**What you should do**
Repeat the data exactly as it appears.

Items from a dataset:
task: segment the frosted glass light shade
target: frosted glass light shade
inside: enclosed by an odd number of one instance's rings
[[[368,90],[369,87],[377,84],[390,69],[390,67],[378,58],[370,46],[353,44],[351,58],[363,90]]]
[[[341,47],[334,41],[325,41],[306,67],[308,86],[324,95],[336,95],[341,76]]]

**Exercise result**
task: segment the frosted glass light shade
target: frosted glass light shade
inside: enclosed by an odd number of one instance's rings
[[[368,90],[369,87],[377,84],[390,69],[390,67],[378,58],[370,46],[353,44],[351,58],[363,90]]]
[[[341,47],[334,41],[325,41],[306,67],[308,86],[324,95],[336,95],[341,76]]]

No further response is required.